Coordinate annotation entries:
───

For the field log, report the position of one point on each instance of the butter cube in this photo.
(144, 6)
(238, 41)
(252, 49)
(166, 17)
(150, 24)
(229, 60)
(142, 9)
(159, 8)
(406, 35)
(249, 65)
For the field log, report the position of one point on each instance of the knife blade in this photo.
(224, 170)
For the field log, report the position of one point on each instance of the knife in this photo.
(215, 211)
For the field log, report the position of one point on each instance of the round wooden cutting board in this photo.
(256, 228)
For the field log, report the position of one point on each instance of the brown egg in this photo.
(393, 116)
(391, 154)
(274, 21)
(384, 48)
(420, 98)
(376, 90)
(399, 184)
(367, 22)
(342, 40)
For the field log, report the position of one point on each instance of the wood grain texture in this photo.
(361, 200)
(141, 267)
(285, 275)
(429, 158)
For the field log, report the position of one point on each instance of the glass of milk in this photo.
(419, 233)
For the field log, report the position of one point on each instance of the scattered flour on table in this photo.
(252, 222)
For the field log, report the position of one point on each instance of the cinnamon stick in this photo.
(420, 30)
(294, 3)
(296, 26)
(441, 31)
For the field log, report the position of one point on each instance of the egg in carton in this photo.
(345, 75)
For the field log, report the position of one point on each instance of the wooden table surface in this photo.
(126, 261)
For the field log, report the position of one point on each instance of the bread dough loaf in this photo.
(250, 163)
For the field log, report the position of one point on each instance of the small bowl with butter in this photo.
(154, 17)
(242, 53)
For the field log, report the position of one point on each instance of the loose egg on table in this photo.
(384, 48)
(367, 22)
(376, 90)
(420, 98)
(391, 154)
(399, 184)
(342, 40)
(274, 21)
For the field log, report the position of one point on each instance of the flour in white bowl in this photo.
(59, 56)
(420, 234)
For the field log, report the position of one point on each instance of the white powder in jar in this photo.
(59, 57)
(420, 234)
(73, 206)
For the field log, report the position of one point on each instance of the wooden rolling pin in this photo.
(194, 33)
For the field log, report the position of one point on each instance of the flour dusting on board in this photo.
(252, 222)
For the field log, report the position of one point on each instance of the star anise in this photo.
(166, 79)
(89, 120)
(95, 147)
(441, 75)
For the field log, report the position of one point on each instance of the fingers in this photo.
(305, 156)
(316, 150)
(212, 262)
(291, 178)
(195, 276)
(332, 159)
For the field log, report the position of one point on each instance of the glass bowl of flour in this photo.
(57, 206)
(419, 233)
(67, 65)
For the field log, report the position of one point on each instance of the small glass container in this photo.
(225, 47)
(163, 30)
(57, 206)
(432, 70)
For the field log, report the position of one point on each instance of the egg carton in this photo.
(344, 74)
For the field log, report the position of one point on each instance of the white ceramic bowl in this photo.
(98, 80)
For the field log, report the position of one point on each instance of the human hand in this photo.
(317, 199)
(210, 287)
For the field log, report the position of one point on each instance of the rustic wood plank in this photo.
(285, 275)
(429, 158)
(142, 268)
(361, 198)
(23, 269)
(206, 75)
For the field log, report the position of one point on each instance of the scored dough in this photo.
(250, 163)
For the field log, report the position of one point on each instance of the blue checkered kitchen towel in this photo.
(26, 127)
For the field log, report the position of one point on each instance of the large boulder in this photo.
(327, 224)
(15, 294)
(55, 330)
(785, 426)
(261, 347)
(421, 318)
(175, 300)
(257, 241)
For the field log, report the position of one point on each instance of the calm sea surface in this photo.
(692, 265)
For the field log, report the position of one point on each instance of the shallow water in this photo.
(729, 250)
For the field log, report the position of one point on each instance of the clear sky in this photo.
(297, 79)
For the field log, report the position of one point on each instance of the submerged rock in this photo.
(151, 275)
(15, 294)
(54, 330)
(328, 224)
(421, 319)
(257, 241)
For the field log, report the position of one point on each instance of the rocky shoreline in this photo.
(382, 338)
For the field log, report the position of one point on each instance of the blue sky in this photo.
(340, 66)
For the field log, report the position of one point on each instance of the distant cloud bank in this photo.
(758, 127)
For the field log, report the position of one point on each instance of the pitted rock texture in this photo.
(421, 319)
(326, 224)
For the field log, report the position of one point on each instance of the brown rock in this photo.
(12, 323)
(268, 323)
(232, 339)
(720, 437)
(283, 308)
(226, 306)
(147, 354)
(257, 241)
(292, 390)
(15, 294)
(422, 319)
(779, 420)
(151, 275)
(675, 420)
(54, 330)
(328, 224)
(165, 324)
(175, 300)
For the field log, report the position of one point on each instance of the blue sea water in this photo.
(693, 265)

───

- REQUIRED TASK -
Write out all the records again, swapping "field log" for "survey sheet" wherever it occurs and leaving every other word as it stands.

- CORRECT RESULT -
For the survey sheet, report the position of one point on each instance of the butter cube in this photo.
(144, 6)
(238, 41)
(252, 49)
(166, 17)
(150, 24)
(229, 60)
(142, 9)
(159, 8)
(406, 35)
(249, 65)
For the survey sheet, report the position of one point on each instance of the knife blade in this photo.
(224, 170)
For the survey sheet, report the position of one point on each instance of the knife in this photo.
(215, 211)
For the survey sheet, report the position of one point on each instance of the round wooden cutting board in this photo.
(256, 228)
For the survey sheet, report the position of one point on each instance of the brown egg in this photo.
(393, 116)
(391, 154)
(274, 21)
(384, 48)
(420, 98)
(376, 90)
(399, 184)
(367, 22)
(342, 40)
For the survey sheet, report the position of one point on each instance of the wood grain texture in this photo.
(361, 200)
(141, 267)
(285, 275)
(429, 158)
For the survey sheet, report the position of one point on each instance of the glass of milk in this photo.
(419, 233)
For the survey sheet, report the position of one point on each instance of the scattered flour on table in this photo.
(252, 222)
For the survey sheet, report the position of one point on each instance of the cinnamon stick in this photo.
(420, 30)
(294, 3)
(296, 26)
(441, 31)
For the survey sheet, report the position of one point on each instance of the egg in carton in this photo.
(345, 75)
For the survey sheet, report the position of one point on each instance of the wooden table surface in this photo.
(126, 261)
For the survey sheet, report the position of one point on each instance of the bread dough loaf in this photo.
(250, 163)
For the survey sheet, report the position of one point on each instance of the small bowl with butter in this photo.
(154, 17)
(242, 53)
For the survey sheet, report the position of one point on each instance of the loose egg on table in this photo.
(384, 48)
(367, 22)
(376, 90)
(420, 98)
(391, 154)
(399, 184)
(342, 40)
(274, 21)
For the survey sheet, report the position of one point on each instance of the flour in white bowl in this photo.
(59, 56)
(420, 234)
For the survey sheet, report the position of one point on each instance of the white powder in jar in this photo.
(59, 57)
(420, 234)
(73, 206)
For the survey sheet, report the position of one point on each instance of the wooden rolling pin in this photo.
(194, 33)
For the survey sheet, report the position of one point on each instance of the flour dusting on board in this photo.
(252, 222)
For the survey sheet, report the position of one point on each instance of the star anise in this photo.
(166, 79)
(89, 120)
(95, 147)
(441, 75)
For the survey sheet, report the position of one point on each instance of the fingers in this photo.
(305, 156)
(316, 150)
(212, 262)
(291, 178)
(195, 276)
(332, 159)
For the survey sheet, report the position of one point on each instance of the glass bowl of flour in this photo.
(57, 206)
(419, 233)
(67, 65)
For the survey sheet, report the position of one point on each instance of the small glass container in this photo.
(225, 47)
(163, 30)
(57, 206)
(432, 70)
For the survey sheet, report the position of one point on each instance of the egg carton in this photo.
(344, 74)
For the survey sheet, report the position of one point on each instance of the white ceramic bowl in this photo.
(98, 80)
For the survey sheet, report the position of one point on each instance of the human hand in this photo.
(317, 199)
(210, 287)
For the survey sheet, report the position of one point on each instance of the rustic wood plank in this photo.
(285, 275)
(429, 158)
(142, 268)
(361, 198)
(23, 269)
(206, 75)
For the survey sheet, report the position of one point on each instance of the scored dough in this photo.
(250, 163)
For the survey sheet, report the position of one point on each instance of the blue checkered kitchen towel in this photo.
(26, 127)
For the survey sheet, report the position of one point on each instance of the large boulder in this photo.
(327, 224)
(15, 294)
(55, 330)
(785, 426)
(261, 347)
(421, 318)
(175, 300)
(257, 241)
For the survey sheet, report the position of one point on each instance of the calm sea surface in this photo.
(692, 265)
For the survey sheet, report the position of one point on each instance of the shallow water in this photo.
(729, 250)
For the survey sheet, report the position of one point on each instance of the clear sky in this photo.
(297, 79)
For the survey sheet, report the position of one point on each instance of the submerged rock in this photo.
(151, 275)
(15, 294)
(54, 330)
(328, 224)
(421, 319)
(257, 241)
For the survey sheet, report the position of one point on each instance of the rocky shoreline in this photo.
(382, 338)
For the survey sheet, report the position of one point on each instance of the blue sky in this photo.
(340, 66)
For the survey sheet, report the position of one point on each instance of the distant cloud bank in this photo.
(758, 127)
For the survey sheet, report the position of one point on each instance of the pitted rock texture in this photo.
(421, 319)
(326, 224)
For the survey sheet, report the position of one point on each instance of the brown rock in this photo.
(12, 323)
(268, 323)
(232, 339)
(720, 437)
(283, 308)
(226, 306)
(147, 354)
(257, 241)
(292, 390)
(15, 294)
(422, 319)
(779, 420)
(151, 275)
(675, 420)
(54, 330)
(328, 224)
(165, 324)
(175, 300)
For the survey sheet, report the position of one point on each instance of the blue sea water in this photo.
(693, 265)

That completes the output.